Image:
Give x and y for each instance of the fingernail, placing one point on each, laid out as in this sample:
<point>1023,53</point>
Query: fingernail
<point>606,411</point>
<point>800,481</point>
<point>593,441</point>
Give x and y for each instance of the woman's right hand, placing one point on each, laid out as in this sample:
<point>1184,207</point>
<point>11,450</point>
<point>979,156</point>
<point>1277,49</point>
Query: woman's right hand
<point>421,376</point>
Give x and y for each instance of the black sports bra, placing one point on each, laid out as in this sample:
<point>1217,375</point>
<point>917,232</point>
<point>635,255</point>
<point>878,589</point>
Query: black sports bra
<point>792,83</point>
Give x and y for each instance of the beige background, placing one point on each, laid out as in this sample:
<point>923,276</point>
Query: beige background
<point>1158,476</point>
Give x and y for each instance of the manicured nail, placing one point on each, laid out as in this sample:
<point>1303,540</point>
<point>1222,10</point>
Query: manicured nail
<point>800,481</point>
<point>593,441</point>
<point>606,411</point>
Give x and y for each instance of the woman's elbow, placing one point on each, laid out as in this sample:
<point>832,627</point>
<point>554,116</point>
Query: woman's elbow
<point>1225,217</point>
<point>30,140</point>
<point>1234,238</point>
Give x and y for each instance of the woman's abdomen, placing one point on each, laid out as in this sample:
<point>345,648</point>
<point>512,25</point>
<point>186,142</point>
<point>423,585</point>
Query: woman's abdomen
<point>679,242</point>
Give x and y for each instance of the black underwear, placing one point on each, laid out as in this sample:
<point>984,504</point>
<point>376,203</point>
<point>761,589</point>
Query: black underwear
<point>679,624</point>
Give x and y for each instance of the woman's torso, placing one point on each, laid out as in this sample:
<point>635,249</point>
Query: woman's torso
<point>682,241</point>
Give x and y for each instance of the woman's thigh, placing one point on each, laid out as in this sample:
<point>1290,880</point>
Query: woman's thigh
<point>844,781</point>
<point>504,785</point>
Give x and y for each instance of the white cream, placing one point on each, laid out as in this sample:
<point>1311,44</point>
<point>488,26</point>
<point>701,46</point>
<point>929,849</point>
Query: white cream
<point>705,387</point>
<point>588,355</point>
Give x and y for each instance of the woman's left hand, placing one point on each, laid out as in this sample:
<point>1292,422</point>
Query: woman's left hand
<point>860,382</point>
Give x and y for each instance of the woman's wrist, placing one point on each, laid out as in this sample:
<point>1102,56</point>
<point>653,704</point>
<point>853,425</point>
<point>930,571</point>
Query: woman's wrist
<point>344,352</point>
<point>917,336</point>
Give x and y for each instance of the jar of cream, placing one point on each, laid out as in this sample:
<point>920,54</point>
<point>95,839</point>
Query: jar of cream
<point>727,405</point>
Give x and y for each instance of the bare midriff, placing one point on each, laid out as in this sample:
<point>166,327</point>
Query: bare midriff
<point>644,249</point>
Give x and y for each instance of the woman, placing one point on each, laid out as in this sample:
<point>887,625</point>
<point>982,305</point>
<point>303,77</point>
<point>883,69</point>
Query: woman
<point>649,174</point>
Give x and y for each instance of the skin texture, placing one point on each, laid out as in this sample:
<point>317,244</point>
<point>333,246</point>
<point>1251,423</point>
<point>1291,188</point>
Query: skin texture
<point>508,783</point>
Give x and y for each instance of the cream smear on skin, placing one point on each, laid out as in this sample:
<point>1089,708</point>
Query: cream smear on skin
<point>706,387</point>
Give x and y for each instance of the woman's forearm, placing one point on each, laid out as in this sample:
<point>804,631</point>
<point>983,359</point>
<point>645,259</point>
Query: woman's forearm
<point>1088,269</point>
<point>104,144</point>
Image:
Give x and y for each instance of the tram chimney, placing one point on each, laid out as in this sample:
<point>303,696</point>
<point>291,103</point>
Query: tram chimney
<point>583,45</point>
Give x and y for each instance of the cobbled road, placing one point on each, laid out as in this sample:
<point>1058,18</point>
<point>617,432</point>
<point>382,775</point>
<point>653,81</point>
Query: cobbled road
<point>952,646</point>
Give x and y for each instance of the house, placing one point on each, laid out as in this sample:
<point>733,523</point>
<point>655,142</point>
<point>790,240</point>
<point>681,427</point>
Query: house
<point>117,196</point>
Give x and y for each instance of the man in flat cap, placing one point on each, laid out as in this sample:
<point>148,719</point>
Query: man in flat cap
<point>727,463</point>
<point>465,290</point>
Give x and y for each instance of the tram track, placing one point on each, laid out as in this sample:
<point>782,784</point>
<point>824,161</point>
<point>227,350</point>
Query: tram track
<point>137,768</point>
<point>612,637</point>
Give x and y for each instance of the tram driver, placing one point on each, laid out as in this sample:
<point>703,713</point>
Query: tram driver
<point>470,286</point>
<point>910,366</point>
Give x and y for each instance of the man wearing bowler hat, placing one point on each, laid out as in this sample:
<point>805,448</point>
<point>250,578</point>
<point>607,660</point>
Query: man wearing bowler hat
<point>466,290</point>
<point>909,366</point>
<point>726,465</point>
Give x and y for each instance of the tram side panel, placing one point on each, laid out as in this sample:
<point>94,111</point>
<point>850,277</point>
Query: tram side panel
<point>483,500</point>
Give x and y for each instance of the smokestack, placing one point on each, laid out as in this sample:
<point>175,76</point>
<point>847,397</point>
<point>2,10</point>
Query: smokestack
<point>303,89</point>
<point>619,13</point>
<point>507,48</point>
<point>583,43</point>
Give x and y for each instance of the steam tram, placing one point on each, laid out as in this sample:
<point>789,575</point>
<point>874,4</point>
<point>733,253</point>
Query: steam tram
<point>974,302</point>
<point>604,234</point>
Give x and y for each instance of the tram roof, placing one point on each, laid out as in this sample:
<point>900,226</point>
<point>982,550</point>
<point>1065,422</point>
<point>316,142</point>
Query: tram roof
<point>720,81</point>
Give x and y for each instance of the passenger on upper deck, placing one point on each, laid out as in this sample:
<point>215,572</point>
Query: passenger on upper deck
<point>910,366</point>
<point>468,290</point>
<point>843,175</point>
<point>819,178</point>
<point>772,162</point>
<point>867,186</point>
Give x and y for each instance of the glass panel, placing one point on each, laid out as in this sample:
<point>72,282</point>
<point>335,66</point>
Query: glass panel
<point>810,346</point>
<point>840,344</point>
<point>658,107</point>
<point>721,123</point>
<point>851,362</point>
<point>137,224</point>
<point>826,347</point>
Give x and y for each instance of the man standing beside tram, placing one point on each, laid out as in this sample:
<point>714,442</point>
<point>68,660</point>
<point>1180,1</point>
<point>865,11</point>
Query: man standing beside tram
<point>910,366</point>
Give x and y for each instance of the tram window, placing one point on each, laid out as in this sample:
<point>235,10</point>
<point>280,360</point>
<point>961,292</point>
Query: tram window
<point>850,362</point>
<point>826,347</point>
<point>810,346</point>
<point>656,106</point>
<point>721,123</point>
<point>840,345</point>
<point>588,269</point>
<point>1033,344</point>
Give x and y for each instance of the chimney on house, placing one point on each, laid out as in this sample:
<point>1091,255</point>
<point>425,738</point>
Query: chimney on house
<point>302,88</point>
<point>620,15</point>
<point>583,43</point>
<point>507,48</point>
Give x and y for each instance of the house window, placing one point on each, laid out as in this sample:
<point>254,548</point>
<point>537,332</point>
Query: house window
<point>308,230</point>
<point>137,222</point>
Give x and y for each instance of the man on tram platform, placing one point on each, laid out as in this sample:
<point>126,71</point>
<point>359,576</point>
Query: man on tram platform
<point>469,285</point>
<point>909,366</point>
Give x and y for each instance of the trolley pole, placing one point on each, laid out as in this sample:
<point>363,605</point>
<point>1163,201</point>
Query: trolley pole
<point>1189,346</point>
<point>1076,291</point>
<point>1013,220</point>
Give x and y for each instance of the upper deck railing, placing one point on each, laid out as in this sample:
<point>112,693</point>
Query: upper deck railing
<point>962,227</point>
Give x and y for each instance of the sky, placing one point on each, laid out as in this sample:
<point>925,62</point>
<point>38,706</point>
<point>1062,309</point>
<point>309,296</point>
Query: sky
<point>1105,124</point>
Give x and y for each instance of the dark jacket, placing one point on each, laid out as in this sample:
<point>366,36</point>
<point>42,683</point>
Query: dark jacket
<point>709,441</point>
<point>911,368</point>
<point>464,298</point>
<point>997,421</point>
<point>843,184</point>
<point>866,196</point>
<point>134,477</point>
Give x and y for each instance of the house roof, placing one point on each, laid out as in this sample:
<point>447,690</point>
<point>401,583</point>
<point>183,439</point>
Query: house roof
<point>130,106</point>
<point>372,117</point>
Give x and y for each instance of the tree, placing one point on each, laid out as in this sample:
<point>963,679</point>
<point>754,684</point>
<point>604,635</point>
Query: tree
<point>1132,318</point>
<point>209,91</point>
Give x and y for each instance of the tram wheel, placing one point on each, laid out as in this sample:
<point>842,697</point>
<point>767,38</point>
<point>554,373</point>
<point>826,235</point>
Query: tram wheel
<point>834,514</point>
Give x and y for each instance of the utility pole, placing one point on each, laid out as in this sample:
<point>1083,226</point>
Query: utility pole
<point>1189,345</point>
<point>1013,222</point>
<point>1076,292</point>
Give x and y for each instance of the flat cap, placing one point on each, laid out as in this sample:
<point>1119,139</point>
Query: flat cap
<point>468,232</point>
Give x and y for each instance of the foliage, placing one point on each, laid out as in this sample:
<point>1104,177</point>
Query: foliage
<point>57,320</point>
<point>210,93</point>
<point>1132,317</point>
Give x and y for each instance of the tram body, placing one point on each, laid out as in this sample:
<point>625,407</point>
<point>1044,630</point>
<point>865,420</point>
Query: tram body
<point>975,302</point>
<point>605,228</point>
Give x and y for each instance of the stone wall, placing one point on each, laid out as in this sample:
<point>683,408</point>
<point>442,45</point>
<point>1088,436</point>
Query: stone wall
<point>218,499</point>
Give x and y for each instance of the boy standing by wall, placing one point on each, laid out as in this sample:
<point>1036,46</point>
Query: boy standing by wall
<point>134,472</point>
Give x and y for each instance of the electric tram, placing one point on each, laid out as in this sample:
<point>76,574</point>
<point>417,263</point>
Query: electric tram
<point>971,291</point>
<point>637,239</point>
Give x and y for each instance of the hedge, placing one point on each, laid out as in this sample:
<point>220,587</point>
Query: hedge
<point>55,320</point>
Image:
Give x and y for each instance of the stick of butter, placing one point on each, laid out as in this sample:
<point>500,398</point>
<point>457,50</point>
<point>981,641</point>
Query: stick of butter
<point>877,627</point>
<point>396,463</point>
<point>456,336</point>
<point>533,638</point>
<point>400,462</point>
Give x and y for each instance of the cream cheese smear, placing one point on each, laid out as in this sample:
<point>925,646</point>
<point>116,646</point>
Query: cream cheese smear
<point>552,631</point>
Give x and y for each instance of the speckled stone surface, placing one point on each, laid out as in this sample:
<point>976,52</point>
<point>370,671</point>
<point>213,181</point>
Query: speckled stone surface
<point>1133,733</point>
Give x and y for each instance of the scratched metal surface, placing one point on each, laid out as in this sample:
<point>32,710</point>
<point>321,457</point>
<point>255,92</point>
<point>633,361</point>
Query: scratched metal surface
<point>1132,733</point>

• _Job_
Rewrite the stretch above, from the line containing "Give x and y for each instance of the jar" through the line containing "<point>649,174</point>", as a numbered list, omitting blank lines.

• _Answer to the task_
1. Give x and y for each instance of the jar of cream, placing one point on each, laid out as in this sample:
2. <point>920,54</point>
3. <point>95,839</point>
4. Query: jar of cream
5. <point>727,405</point>
6. Give x and y for each instance of the bare midriff, placing one point on each, laid out as in this sample:
7. <point>166,327</point>
8. Query: bare midriff
9. <point>644,249</point>
10. Give x and y for each instance of the woman, placing one point on each, laid out as in this sample:
11. <point>887,625</point>
12. <point>982,305</point>
13. <point>303,77</point>
14. <point>883,69</point>
15. Query: woman
16. <point>649,174</point>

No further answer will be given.